■ Work instructions
Retype exactly the lines from the line with "Mark every instance of the wooden" to the end of the data, keeping both boundary lines.
##### Information supplied
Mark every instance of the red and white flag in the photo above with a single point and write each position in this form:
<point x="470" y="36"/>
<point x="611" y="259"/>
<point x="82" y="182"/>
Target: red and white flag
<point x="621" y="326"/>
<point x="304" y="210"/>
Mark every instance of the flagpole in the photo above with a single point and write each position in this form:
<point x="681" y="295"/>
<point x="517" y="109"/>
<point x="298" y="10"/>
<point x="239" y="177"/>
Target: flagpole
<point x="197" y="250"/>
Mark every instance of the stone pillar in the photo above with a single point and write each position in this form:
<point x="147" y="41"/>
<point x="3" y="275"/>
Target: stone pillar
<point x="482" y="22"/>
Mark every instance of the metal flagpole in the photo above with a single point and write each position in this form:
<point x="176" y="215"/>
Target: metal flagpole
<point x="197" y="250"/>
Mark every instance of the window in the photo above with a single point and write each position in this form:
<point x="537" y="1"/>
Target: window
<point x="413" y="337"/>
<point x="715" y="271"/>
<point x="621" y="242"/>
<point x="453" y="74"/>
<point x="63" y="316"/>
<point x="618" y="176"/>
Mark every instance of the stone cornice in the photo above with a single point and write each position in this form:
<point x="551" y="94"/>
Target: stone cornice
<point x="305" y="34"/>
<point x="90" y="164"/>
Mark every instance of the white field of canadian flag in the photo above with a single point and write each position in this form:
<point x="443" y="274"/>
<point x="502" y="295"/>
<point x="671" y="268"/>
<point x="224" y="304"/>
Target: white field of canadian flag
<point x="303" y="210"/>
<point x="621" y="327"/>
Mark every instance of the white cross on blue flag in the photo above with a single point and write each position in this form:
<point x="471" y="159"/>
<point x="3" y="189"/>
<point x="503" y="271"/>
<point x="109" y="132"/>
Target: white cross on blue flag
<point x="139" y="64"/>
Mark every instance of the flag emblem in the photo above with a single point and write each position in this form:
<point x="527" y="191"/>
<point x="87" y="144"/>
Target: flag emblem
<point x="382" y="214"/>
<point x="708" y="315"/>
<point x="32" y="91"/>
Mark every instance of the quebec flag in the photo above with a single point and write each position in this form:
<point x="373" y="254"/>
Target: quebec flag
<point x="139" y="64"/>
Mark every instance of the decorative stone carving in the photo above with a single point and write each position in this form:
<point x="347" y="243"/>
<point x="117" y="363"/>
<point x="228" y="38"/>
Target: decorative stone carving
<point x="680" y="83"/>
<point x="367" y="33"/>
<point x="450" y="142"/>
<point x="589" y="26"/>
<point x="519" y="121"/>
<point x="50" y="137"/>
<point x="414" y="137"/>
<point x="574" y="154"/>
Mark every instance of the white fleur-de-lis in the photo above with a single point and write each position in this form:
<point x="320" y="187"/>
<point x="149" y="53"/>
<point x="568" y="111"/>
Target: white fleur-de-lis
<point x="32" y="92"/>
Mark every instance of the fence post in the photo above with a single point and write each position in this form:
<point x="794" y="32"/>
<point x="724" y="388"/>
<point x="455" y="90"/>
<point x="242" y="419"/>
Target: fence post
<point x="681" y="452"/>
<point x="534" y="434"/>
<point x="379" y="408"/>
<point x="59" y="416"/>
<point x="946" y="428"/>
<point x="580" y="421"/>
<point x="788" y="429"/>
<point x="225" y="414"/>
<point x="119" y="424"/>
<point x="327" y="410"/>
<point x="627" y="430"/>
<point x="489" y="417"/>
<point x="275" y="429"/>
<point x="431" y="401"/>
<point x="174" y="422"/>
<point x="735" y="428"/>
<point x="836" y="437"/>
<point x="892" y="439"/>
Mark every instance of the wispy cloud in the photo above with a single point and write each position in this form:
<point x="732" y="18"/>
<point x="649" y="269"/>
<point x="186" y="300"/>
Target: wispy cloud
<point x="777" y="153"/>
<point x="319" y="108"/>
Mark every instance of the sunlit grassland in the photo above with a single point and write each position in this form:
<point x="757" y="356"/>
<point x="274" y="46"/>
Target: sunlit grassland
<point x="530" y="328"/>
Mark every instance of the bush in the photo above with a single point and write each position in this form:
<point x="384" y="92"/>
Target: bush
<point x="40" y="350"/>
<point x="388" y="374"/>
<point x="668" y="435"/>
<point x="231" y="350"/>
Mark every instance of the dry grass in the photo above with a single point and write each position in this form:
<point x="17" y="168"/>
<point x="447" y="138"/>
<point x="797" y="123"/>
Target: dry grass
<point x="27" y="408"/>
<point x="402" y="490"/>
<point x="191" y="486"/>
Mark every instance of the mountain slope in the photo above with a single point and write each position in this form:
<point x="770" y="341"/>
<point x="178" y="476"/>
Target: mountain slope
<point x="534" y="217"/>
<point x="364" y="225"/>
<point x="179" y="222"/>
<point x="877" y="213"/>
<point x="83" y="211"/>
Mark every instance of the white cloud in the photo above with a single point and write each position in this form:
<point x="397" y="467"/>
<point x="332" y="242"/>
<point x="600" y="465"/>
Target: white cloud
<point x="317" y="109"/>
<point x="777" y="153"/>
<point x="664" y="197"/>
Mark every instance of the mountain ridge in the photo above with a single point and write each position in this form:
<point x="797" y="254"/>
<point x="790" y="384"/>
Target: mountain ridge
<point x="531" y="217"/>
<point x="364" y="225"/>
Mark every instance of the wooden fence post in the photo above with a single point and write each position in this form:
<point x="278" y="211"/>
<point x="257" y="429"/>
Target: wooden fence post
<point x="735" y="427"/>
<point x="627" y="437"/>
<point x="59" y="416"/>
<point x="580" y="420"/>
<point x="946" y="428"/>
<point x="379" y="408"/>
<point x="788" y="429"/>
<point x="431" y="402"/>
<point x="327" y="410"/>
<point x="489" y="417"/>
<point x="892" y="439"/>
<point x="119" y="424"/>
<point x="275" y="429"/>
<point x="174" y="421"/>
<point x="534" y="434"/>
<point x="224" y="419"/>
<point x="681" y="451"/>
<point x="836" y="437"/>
##########
■ Response to the exercise
Mark every instance of the wooden fence post in the photo above with a single point and write each position in this form:
<point x="278" y="211"/>
<point x="257" y="429"/>
Target: wooden fence post
<point x="735" y="427"/>
<point x="627" y="437"/>
<point x="59" y="416"/>
<point x="580" y="420"/>
<point x="946" y="428"/>
<point x="379" y="408"/>
<point x="788" y="429"/>
<point x="431" y="402"/>
<point x="327" y="410"/>
<point x="489" y="417"/>
<point x="892" y="439"/>
<point x="119" y="424"/>
<point x="275" y="429"/>
<point x="174" y="421"/>
<point x="534" y="434"/>
<point x="224" y="419"/>
<point x="681" y="451"/>
<point x="836" y="437"/>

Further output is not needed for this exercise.